── MATERIAL SUPPLIED ──

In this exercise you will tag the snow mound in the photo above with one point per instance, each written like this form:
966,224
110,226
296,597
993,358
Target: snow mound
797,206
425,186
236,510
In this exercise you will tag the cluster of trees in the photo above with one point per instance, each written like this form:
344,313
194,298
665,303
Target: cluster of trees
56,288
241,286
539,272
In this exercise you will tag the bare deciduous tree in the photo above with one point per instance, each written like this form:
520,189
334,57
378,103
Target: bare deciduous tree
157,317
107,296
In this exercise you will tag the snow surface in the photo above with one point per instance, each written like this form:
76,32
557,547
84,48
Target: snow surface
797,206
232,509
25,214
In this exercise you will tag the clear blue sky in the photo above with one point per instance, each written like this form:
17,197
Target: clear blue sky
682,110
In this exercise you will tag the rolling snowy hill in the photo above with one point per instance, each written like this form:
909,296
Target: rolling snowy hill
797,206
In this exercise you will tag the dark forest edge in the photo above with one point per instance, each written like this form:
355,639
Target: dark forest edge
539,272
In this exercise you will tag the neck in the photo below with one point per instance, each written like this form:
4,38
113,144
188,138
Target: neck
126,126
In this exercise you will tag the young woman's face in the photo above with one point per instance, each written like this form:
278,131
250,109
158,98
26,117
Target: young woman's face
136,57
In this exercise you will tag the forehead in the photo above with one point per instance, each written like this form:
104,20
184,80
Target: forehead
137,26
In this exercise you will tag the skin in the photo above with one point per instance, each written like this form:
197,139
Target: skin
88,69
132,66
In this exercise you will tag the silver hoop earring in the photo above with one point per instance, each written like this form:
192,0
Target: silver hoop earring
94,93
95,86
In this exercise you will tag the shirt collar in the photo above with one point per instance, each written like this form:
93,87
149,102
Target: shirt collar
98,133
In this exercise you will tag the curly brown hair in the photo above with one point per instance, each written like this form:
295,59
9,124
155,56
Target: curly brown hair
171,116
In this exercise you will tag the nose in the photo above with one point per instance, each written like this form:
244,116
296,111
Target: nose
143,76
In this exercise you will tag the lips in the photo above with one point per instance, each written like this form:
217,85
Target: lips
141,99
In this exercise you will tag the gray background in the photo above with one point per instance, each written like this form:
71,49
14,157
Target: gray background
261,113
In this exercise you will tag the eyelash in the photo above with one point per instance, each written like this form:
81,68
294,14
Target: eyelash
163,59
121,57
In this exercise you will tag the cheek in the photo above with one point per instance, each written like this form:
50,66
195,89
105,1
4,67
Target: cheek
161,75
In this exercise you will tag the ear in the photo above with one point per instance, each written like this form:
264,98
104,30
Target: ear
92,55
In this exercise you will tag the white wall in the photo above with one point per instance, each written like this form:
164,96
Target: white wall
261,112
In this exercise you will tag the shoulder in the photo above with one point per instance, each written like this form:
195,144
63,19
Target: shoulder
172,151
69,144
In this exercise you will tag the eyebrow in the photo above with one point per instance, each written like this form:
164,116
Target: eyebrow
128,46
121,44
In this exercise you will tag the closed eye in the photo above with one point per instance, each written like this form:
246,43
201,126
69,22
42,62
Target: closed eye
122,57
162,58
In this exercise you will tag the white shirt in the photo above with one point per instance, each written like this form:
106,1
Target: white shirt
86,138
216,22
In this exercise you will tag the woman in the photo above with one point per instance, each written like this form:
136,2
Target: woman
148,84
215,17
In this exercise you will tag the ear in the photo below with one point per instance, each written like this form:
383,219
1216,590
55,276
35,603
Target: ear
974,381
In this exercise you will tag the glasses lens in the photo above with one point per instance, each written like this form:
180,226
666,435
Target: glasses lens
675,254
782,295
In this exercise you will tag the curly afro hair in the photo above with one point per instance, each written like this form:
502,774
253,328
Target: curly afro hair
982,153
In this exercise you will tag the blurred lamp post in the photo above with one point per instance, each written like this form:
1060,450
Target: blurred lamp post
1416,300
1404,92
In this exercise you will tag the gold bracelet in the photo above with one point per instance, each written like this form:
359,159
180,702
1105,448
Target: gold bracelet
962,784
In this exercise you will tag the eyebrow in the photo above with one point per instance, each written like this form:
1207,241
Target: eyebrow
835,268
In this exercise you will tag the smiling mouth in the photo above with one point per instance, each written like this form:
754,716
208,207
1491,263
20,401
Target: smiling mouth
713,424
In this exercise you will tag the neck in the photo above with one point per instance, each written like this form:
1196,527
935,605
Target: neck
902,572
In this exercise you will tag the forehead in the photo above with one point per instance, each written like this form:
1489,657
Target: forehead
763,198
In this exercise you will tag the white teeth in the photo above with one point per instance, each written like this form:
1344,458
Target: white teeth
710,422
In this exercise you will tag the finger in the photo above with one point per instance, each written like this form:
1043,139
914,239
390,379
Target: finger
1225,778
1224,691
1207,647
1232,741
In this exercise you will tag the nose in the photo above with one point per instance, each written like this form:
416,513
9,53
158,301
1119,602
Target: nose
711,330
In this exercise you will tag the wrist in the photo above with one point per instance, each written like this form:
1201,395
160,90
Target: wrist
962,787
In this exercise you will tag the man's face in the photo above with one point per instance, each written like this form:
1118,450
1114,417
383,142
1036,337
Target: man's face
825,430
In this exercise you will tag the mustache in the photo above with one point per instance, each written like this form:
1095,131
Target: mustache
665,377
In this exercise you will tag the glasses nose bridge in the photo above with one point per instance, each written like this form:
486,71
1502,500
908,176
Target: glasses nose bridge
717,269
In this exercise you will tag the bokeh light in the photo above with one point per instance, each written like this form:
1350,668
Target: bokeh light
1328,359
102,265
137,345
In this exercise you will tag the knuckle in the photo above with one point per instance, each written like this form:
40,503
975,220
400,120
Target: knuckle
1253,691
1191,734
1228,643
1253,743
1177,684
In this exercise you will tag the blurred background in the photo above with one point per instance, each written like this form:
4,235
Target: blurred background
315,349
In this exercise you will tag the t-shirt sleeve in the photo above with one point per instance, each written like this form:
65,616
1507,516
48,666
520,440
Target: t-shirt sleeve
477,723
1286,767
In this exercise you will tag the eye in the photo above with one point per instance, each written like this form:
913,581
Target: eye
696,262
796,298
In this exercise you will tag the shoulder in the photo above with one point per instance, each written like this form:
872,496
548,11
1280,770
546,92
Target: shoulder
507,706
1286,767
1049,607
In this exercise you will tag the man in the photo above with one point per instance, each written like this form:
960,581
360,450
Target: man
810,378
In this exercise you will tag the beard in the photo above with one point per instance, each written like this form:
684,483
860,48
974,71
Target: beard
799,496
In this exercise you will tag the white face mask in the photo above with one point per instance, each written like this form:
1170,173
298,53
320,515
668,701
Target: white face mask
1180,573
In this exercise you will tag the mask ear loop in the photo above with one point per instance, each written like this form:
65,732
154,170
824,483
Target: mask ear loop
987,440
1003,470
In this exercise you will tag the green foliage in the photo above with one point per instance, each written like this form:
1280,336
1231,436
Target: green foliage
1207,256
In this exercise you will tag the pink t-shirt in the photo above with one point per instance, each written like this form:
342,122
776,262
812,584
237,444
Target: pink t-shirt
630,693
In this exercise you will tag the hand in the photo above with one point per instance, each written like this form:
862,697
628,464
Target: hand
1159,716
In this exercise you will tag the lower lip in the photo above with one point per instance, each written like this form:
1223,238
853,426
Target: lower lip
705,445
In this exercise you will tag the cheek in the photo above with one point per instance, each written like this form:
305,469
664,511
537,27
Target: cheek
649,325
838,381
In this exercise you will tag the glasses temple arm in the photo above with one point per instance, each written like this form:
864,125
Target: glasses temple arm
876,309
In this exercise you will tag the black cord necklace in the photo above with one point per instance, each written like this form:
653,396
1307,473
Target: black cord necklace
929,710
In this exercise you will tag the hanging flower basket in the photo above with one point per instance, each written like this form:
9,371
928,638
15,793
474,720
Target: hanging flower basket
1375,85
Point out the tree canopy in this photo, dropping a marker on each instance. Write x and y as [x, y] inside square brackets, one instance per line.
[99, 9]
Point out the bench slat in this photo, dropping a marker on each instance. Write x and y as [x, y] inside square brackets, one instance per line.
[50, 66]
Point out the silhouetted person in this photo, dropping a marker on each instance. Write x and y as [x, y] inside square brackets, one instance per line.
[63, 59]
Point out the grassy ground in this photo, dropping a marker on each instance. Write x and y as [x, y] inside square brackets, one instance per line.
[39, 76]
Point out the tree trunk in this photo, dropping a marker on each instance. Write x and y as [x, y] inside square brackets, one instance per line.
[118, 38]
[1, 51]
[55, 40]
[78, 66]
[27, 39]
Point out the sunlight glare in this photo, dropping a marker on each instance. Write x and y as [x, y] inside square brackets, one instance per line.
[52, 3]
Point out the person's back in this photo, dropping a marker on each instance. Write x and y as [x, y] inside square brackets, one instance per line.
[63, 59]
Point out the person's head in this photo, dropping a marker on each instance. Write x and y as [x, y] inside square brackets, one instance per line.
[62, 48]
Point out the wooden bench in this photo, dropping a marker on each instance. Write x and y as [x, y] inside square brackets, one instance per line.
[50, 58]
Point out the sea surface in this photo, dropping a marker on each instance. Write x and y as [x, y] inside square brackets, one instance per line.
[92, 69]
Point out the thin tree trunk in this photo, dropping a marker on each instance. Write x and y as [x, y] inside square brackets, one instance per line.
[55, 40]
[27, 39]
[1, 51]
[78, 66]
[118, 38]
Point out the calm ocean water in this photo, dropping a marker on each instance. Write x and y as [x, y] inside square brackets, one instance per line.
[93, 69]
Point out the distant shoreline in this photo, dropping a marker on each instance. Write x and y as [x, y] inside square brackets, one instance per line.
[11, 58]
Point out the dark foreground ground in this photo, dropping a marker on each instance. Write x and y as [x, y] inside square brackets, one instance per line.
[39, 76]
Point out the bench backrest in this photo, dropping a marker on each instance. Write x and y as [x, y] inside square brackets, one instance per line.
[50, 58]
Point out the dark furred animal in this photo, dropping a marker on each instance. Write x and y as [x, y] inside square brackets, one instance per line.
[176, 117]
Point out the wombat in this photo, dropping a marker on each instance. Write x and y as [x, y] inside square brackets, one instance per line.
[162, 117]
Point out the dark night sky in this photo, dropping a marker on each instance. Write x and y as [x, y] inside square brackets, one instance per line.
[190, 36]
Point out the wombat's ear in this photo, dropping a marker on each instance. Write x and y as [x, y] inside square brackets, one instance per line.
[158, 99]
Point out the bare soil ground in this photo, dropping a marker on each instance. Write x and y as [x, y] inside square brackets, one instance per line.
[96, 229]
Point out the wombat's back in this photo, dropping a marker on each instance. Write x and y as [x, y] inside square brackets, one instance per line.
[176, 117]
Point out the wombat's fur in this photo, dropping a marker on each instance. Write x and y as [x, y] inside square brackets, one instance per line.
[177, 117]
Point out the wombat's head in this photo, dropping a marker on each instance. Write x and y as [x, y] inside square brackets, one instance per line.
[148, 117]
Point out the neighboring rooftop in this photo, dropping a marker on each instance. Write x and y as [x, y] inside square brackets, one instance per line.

───

GIVEN REQUEST>
Extract every line from the one containing "Point out the wombat's back" to the end of the entries, including both of those lines, exactly as given and with nothing added.

RESPONSE TO THE EXERCISE>
Point out the wombat's back in this photo, dropping a marker on each instance. Write x and y as [x, y] inside square brackets, one instance per line.
[176, 117]
Point out the wombat's fur in this photo, dropping a marker on each instance. Write x and y as [x, y] inside square brackets, one instance per line.
[177, 117]
Point out the wombat's head in this photo, dropping a marker on each instance. Write x and y as [x, y] inside square brackets, one instance per line.
[148, 117]
Point out the neighboring rooftop in this photo, dropping a marker on each instance. Write x and y as [x, y] inside square brackets, one instance per line.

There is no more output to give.